- [SELECTED TEXT]:
::::

Chinese and Hong Kong authorities have been working closely together since December 21 after live poultry supplies were suspended to the glitzy financial hub following the discovery of infected birds.

A spokesman for the Hong Kong health department said in a statement authorities would heighten their vigilance "and continue to maintain stringent port health measures in connection with this development".

Health authorities in China have also vowed to stay in "close contact and work together" with Hong Kong and "jointly step up measures in controlling the epidemic", the official Xinhua news agency said.

China is considered one of the nations most at risk of bird flu epidemics because it has the world's biggest poultry population and many chickens in rural areas are kept close to humans.

In the last reported human case in China, a young pregnant woman died of bird flu in June 2010 in the central province of Hubei.

The bus driver's death brought to 27 the number of people who have died in China since 2003, out of 41 reported human cases.

Authorities in Hong Kong have raised the bird flu alert level to "serious" since they discovered infected chickens, resulting in major disruptions to poultry supplies over the busy Christmas period.

::::

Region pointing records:
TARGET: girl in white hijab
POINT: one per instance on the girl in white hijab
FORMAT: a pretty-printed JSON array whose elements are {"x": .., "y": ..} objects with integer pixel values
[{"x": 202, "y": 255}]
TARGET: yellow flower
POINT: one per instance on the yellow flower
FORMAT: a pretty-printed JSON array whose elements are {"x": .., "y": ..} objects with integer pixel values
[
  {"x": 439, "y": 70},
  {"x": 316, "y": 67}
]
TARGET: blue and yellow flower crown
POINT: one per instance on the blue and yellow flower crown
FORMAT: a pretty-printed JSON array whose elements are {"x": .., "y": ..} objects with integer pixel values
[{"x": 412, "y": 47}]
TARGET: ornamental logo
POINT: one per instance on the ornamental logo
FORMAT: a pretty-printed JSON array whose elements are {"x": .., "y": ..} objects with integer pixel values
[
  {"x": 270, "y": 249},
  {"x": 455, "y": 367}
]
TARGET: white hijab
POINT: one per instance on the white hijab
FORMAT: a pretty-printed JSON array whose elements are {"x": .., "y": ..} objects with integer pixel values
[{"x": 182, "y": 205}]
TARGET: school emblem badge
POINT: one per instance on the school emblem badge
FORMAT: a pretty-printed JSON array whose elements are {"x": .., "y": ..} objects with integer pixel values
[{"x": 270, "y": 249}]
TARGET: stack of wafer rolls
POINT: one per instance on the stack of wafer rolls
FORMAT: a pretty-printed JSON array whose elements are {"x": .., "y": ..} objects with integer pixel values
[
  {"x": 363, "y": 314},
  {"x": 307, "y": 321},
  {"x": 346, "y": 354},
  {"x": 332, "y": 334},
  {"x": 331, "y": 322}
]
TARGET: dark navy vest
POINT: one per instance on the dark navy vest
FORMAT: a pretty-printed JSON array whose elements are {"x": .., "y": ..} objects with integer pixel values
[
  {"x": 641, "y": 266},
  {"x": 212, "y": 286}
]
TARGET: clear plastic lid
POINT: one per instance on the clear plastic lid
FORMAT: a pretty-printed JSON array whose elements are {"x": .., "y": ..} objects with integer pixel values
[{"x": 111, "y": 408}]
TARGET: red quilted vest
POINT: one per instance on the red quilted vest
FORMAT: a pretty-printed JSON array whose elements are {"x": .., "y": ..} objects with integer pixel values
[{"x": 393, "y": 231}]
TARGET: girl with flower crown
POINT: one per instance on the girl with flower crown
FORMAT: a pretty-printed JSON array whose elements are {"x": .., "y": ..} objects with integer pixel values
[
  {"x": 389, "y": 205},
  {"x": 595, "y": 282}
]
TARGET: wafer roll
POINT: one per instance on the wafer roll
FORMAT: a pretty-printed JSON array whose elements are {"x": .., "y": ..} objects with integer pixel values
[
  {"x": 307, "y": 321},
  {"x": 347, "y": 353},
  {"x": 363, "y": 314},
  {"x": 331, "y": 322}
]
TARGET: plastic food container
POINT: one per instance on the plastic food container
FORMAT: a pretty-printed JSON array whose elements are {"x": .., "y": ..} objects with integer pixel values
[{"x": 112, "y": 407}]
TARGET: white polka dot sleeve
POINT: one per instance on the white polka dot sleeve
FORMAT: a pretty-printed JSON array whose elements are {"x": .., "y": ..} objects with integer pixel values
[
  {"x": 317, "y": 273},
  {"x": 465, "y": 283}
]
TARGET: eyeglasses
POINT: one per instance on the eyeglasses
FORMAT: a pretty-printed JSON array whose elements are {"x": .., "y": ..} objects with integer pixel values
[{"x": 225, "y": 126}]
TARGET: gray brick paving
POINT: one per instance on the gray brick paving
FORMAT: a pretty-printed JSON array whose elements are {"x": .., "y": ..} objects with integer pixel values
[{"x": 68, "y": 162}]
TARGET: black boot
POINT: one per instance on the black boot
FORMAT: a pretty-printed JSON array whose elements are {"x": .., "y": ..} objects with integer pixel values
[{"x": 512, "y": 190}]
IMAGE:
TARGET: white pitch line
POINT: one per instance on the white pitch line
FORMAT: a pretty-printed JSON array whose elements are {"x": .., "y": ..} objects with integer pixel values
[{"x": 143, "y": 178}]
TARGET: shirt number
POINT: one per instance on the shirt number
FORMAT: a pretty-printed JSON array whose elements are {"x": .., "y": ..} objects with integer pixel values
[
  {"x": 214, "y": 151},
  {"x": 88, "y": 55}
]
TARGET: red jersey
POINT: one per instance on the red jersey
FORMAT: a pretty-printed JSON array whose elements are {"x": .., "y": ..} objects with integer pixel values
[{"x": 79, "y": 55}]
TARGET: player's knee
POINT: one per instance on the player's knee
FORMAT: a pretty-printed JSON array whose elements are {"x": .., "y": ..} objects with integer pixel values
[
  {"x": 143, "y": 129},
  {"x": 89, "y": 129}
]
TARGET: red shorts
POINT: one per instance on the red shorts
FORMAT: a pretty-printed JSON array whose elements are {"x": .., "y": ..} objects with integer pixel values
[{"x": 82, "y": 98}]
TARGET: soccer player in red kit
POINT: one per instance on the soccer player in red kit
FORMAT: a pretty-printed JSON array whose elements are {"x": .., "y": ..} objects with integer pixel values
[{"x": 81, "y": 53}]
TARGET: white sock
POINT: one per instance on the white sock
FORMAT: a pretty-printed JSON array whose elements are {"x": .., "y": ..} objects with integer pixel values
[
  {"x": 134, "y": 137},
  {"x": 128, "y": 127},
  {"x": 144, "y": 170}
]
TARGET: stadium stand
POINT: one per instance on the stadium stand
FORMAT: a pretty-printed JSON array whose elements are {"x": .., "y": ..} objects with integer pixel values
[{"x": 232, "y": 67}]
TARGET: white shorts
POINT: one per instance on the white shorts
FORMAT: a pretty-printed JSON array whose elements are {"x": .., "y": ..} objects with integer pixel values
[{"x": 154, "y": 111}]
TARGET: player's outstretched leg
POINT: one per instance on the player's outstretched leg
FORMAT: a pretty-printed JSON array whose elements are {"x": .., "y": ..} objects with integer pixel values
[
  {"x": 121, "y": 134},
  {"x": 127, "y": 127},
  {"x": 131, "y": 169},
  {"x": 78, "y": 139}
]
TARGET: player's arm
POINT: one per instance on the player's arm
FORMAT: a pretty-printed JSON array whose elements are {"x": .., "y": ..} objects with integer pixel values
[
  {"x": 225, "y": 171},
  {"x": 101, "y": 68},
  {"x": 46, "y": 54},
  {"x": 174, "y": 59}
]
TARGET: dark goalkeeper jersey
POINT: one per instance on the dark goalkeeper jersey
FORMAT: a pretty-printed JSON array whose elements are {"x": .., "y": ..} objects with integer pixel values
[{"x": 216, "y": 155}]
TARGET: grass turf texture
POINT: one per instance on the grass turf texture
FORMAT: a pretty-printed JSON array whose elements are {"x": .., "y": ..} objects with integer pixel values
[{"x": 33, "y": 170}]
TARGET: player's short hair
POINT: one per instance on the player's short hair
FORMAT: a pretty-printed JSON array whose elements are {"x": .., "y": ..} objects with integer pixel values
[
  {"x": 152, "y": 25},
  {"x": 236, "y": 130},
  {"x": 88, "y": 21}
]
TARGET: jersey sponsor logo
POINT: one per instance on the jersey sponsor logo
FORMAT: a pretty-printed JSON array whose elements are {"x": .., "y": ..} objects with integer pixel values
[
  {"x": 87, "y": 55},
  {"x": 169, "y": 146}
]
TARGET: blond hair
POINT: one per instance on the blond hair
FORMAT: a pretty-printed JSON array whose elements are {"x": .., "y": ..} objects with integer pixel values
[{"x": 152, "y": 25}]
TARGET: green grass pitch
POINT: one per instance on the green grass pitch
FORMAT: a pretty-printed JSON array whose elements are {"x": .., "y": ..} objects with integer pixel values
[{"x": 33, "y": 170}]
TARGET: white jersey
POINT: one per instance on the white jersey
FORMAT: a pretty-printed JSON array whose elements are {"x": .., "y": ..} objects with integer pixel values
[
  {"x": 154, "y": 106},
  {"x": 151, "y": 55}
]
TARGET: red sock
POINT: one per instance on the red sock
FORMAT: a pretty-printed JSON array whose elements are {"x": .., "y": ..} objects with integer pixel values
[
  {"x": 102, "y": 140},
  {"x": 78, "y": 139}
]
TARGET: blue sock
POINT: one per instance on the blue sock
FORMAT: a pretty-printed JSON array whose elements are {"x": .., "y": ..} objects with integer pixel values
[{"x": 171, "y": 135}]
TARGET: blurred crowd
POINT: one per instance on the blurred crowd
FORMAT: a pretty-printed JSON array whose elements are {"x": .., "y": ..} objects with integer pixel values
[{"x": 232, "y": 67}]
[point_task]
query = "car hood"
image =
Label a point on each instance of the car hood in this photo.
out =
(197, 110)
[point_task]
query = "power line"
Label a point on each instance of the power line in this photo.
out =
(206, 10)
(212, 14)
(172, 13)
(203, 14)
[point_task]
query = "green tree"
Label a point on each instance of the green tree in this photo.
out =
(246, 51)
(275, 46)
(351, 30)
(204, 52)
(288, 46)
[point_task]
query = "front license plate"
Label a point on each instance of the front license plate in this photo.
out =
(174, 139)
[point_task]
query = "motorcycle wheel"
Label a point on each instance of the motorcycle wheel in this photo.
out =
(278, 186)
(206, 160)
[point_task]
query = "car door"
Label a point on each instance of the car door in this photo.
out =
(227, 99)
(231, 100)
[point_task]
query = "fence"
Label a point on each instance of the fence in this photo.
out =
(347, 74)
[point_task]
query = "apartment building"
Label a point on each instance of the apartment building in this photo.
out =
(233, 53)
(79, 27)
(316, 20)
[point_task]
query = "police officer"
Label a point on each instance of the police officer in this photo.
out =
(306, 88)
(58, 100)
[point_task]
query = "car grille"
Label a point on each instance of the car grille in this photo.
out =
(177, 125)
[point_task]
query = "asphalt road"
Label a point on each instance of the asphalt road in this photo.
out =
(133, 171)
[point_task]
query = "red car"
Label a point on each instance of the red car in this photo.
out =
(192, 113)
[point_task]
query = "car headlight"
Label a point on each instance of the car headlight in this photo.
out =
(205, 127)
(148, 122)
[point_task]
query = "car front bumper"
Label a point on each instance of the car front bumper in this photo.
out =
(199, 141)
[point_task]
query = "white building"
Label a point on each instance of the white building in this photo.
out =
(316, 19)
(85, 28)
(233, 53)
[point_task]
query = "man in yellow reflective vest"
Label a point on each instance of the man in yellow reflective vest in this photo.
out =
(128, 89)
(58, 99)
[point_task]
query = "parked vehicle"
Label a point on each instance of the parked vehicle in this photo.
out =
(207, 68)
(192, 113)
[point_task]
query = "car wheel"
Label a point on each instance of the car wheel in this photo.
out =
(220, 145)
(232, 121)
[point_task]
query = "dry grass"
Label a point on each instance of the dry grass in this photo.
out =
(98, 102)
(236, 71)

::::

- [INSTRUCTIONS]:
1: In the bird flu article, what level have Hong Kong authorities raised the bird flu alert to?
2: Summarize the bird flu article in two sentences.
3: Continue the bird flu article from its final sentence.

- [TASK-BY-TASK OUTPUTS]:
1: "Serious."

2: Chinese and Hong Kong authorities have been working closely together since live poultry supplies to Hong Kong were suspended after infected birds were discovered, and both sides have pledged to step up their measures. China is considered highly at risk of bird flu epidemics because of its huge poultry population, and 27 of the 41 reported human cases there since 2003 have died.

3:
The avian influenza virus has killed more than 330 people around the world, with Indonesia the worst-hit country. Most human infections are the result of direct contact with infected birds.

Scientists fear H5N1 could mutate into a form readily transmissible between humans, with the potential to cause millions of deaths.

Highlighting those fears, the World Health Organization said on Friday it was "deeply concerned" about research into whether H5N1 could be made more transmissible between humans after mutant strains were produced in labs.

Two separate research teams -- one in the Netherlands and the other in the United States -- separately found ways to alter the virus H5N1 so it could pass easily between mammals.